TEXT BLOCK

Supervision Trees
When agents crash, what happens? In v1.x Sage, the answer is simple: the error propagates to whoever spawned the agent, and it’s your problem. This works for task agents — short-lived workers that do one thing and exit.
But steward agents — long-lived agents that maintain a domain — need something better. A DatabaseSteward that crashes because of a transient connection error should restart, not bring down the whole program.
Supervision trees provide declarative crash recovery. You declare how agents should be restarted when they fail, and the runtime handles it automatically.
The Supervisor Declaration
A supervisor is declared with the supervisor keyword:
supervisor AppSupervisor {
strategy: OneForOne
children {
DatabaseSteward {
restart: Permanent
connection_string: "postgres://localhost/myapp"
schema_version: 0
}
APISteward {
restart: Permanent
port: 8080
}
MetricsCollector {
restart: Transient
interval_ms: 5000
}
}
}
run AppSupervisor;
When you run a supervisor, it spawns its children in order and monitors them. When a child exits, the supervisor applies its restart strategy.
Restart Strategies
The strategy determines what happens when a child fails.
OneForOne
Restart only the failed child. Other children continue running.

WHAT TO DO
1. In the supervision trees text, what happens to errors when an agent crashes in v1.x Sage?
2. Continue the supervision trees text from its last sentence.

DATA
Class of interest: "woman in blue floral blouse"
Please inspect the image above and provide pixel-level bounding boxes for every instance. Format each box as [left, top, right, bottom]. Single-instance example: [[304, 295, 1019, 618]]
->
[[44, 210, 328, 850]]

==

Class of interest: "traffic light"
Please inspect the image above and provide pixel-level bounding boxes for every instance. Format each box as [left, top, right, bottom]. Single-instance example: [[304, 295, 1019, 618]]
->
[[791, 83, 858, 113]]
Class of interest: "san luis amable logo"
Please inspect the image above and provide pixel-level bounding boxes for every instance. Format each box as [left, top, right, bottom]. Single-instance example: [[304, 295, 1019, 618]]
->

---

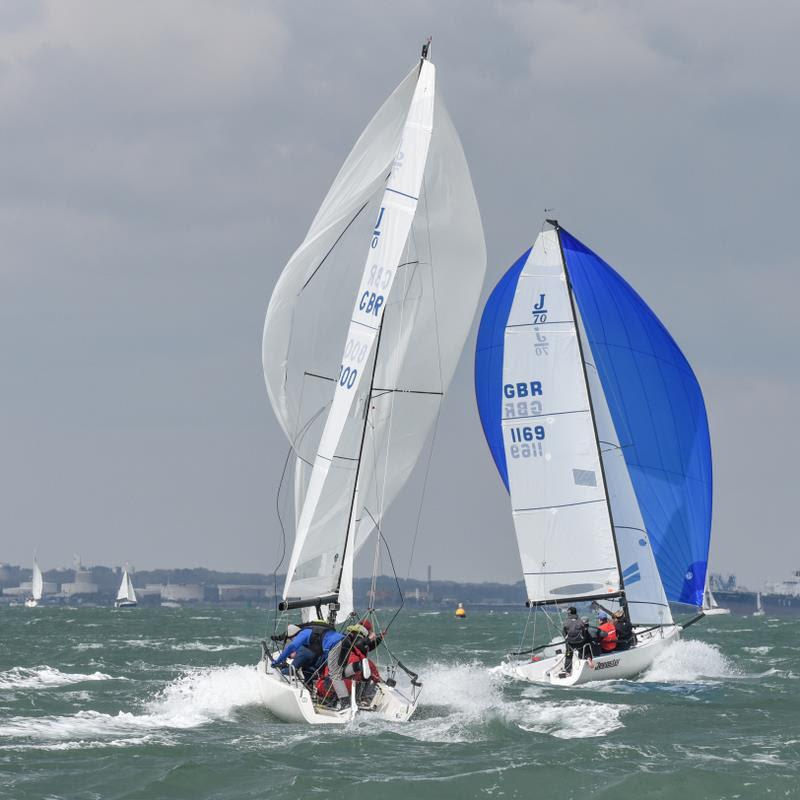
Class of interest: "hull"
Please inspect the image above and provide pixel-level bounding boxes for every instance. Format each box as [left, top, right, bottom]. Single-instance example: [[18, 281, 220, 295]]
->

ANSWERS FOR THIS EXERCISE
1. The error propagates to whoever spawned the agent.

2.
supervisor WebApp {
strategy: OneForOne
children {
Worker1 { restart: Permanent }
Worker2 { restart: Permanent }
Worker3 { restart: Permanent }
}
}
If Worker2 crashes, only Worker2 restarts. Worker1 and Worker3 are unaffected.
Use when: Children are independent. A database connection agent doesn’t affect an API server agent.
OneForAll
When one child fails, restart all children.
supervisor TightlyCoupled {
strategy: OneForAll
children {
ConfigLoader { restart: Permanent }
Worker1 { restart: Permanent }
Worker2 { restart: Permanent }
}
}
If any child crashes, all children are stopped and restarted together.
Use when: Children share state and can’t function correctly if one fails. If your config loader crashes, the workers have stale config and should restart too.
RestForOne
Restart the failed child and all children declared after it.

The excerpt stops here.